* [PROBLEM DESCRIPTION]: Output the data once more, exactly as given.

* [DATA PROVIDED]:
= = =
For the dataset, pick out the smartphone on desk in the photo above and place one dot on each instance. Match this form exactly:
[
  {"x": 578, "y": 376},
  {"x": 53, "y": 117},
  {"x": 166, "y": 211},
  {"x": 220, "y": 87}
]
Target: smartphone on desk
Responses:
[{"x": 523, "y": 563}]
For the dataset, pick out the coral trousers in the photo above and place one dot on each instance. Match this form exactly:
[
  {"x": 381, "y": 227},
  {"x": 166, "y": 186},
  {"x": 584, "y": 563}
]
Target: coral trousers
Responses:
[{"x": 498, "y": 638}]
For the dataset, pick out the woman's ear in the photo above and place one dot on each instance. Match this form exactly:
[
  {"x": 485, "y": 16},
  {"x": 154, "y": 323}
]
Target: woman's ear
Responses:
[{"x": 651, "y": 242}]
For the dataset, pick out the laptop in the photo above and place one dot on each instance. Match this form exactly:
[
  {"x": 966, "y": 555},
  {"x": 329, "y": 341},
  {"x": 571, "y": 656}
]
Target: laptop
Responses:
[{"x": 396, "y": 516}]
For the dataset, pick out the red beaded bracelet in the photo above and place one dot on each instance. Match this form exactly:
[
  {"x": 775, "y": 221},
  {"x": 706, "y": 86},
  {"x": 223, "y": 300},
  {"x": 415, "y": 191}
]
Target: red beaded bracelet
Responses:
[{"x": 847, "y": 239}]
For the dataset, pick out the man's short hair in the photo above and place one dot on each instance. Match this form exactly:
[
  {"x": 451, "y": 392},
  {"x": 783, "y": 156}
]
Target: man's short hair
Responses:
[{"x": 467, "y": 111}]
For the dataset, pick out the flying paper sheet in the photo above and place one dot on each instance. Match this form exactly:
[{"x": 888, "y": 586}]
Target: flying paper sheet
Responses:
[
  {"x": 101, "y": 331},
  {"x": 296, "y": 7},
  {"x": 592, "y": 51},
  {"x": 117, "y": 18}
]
= = =
* [TASK RESPONSE]:
For the dataset, pick out the smartphone on desk in the photo above and place one dot on each instance. Match this form exactly:
[
  {"x": 578, "y": 376},
  {"x": 53, "y": 117},
  {"x": 166, "y": 211},
  {"x": 220, "y": 87}
]
Target: smartphone on desk
Responses:
[{"x": 523, "y": 563}]
For the dataset, pick out the coral trousers in the photo above and place one dot on each instance. Match this form exactly:
[
  {"x": 381, "y": 227},
  {"x": 166, "y": 186},
  {"x": 584, "y": 563}
]
Target: coral trousers
Responses:
[{"x": 498, "y": 638}]
For the dataset, pick out the woman's ear in the photo above and place one dot on each instance. Match this form exactly:
[
  {"x": 485, "y": 16},
  {"x": 154, "y": 323}
]
Target: woman's ear
Responses:
[{"x": 651, "y": 242}]
For the dataset, pick out the laptop in the photo above and place one dot on each instance. Match this form exactly:
[
  {"x": 966, "y": 555},
  {"x": 329, "y": 341},
  {"x": 571, "y": 656}
]
Target: laptop
Responses:
[{"x": 396, "y": 516}]
For the dataset, pick out the red beaded bracelet in the photo above and place one dot on each instance. Match this form exactly:
[
  {"x": 775, "y": 221},
  {"x": 706, "y": 86},
  {"x": 223, "y": 300},
  {"x": 415, "y": 191}
]
Target: red beaded bracelet
Responses:
[{"x": 847, "y": 239}]
For the dataset, pick out the man's short hair in the photo above and place one dot on each instance. Match this form exactly:
[
  {"x": 451, "y": 392},
  {"x": 783, "y": 156}
]
Target: man's short hair
Responses:
[{"x": 467, "y": 111}]
For the dataset, pick out the flying paper sheet in the photo above and place one dot on each instance. Match this form exactly:
[{"x": 888, "y": 586}]
Target: flying paper sheet
Responses:
[
  {"x": 101, "y": 331},
  {"x": 296, "y": 7},
  {"x": 592, "y": 51},
  {"x": 117, "y": 18}
]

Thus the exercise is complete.